◆ Goal
Format the listing from its first line through the line containing "271), (329, 281)]" as a JSON list of strings, one string per line, with blank lines omitted.

(Outline labeling listing)
** Begin **

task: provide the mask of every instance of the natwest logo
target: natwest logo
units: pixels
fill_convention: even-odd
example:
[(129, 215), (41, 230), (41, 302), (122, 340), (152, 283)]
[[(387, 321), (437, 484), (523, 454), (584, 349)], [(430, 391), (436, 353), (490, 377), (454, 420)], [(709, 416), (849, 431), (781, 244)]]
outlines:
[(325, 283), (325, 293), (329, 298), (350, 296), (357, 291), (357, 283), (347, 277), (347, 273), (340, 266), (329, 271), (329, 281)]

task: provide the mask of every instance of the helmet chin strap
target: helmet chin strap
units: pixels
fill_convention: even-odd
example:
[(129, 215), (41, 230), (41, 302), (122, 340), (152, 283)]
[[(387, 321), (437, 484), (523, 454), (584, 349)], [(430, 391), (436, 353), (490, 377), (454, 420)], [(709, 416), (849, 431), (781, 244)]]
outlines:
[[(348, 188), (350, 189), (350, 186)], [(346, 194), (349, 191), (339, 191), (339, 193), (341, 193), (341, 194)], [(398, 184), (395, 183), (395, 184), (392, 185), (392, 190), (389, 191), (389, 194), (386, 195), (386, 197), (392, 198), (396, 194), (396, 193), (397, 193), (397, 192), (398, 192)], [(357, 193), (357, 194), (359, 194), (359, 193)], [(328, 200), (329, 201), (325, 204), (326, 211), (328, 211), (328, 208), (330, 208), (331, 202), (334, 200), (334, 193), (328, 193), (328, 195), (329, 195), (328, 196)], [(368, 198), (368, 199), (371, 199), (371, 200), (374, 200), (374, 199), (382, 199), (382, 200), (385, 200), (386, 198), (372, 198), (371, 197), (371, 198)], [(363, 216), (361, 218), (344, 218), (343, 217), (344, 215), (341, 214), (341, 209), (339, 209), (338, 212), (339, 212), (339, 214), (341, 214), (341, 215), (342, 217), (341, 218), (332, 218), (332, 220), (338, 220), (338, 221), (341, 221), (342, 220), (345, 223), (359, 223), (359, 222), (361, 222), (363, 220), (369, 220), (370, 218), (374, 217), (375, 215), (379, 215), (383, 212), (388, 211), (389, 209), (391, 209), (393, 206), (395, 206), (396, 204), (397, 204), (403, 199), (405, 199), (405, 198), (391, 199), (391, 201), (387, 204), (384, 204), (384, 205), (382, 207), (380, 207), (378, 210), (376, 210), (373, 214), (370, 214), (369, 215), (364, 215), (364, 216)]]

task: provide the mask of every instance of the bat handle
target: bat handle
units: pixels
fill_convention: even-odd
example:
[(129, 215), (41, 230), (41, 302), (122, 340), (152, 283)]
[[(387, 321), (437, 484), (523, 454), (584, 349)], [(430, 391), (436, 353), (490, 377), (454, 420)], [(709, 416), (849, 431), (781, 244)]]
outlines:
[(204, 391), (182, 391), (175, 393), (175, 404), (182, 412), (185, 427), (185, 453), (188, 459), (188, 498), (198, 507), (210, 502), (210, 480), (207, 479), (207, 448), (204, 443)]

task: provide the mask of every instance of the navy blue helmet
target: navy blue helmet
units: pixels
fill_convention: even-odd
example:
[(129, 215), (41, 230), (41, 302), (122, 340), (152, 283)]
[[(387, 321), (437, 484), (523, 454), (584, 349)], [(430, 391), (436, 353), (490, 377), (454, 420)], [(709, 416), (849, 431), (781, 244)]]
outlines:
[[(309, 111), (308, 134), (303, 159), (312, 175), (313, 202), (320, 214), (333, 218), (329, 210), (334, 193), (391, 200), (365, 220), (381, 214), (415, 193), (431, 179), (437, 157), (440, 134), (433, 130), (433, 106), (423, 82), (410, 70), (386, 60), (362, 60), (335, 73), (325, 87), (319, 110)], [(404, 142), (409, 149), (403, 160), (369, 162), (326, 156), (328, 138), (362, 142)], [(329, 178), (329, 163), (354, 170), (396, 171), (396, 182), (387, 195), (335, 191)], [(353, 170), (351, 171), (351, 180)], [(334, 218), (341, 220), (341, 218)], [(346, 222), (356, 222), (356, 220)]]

** End **

◆ Worked answer
[
  "task: provide the mask of every instance of the natwest logo",
  "target: natwest logo",
  "units: pixels",
  "fill_convention: even-odd",
  "example:",
  "[(129, 215), (41, 230), (41, 302), (122, 340), (152, 283)]",
  "[[(387, 321), (437, 484), (523, 454), (584, 349)], [(430, 391), (436, 353), (490, 377), (454, 420)], [(709, 416), (849, 431), (781, 244)]]",
  "outlines:",
  "[(325, 283), (325, 293), (329, 298), (350, 296), (357, 291), (357, 283), (347, 277), (347, 273), (340, 266), (329, 271), (329, 281)]"
]